■ **Document segment**
____________

Guiding Force

Sep 14, 2021

For more than 22 years, Broadway House for Continuing Care has thrived under the leadership of President and CEO James Gonzalez, MPH, FACHE, LNHA. During his tenure, Broadway House has gained national acclaim for the outstanding care provided to our residents.

Tell us about yourself.

I’ve worked in healthcare for more than 40 years, holding executive positions in academic health centers, community hospitals, and long-term care facilities in New York and New Jersey. While serving as President and CEO of Broadway House for Continuing Care, I was also privileged to be appointed CEO of University Hospital in Newark. I led the hospital’s transition from a university-owned facility to a stand-alone, safety net teaching hospital through the merger between University of Medicine and Dentistry of New Jersey and Rutgers University. It was the largest merger of two university systems in the nation’s history.

I earned a Bachelor of Science from Northeastern University and a Master of Public Health from the Yale School of Public Health. In addition, I’ve been a Fellow of the American College of Healthcare Executives since 2007, and the New Jersey Chapter selected me to receive the Distinguished Service Award in 2017.

Why is Broadway House so vital to the community? 

Broadway House is a model specialized rehabilitation center for people needing post-acute care with complex medical and infectious diseases. We have provided essential health care services in Newark and statewide for over 25 years as part of the former University of Medicine and Dentistry of New Jersey. In fact, we’ve been recognized nationally for the expert and compassionate care we provide for our residents.

How has the Broadway House mission evolved? 

Our original mission centered around the lifesaving need to care for individuals who were ravaged with HIV disease in the late 1980s. Today, our mission has grown to include many patients with complex medical conditions that require the training and clinical expertise of our physicians, nurses, social workers, and other professional and ancillary staff.

What’s on the horizon for Broadway House?

____________

■ **The data**
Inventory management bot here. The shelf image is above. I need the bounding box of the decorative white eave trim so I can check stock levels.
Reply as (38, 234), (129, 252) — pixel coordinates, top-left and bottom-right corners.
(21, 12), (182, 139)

____________

■ **Explore the material**
1 - In the Broadway House interview, which school awarded James Gonzalez his Master of Public Health?
2 - Extend the Broadway House interview from its final question, answering in the same first-person voice.

■ **Set of answers**
1 - The Yale School of Public Health.

2 -
The need for post-acute care will continue to be the driving force behind the future success of our organization. Our future will be contingent upon building and supporting a strong clinical patient care staff. I consider our staff the best in the industry. That was evident during the pandemic, which challenged the resources of every long-term care facility in the nation. Broadway House was extremely fortunate to have weathered the pandemic with the loss of just one resident and none of our staff members. That’s a testament to the professionalism of our staff.

Who inspires you most? 

Without a doubt, our residents and staff. Broadway House serves a population of individuals who represent some of the most vulnerable members of our society. They come to us homeless, destitute, drug addicted, and without proper preventive medical care. Many undergo a remarkable transformation under our care, so that’s certainly inspiring. But, what inspires me most is the dedication, commitment, and compassion of our staff, who strive to meet our residents’ needs without bias or hesitation.

Favorite thing about serving as Broadway House CEO? 

I’ve always managed health care organizations from the perspective of the front line employee. Understanding their needs, their challenges, and their frustrations allows me to create an environment in which all staff members feel respected and appreciated. My communication with the staff has always been a two-way street, and our positive quality outcomes are an outgrowth of that relationship.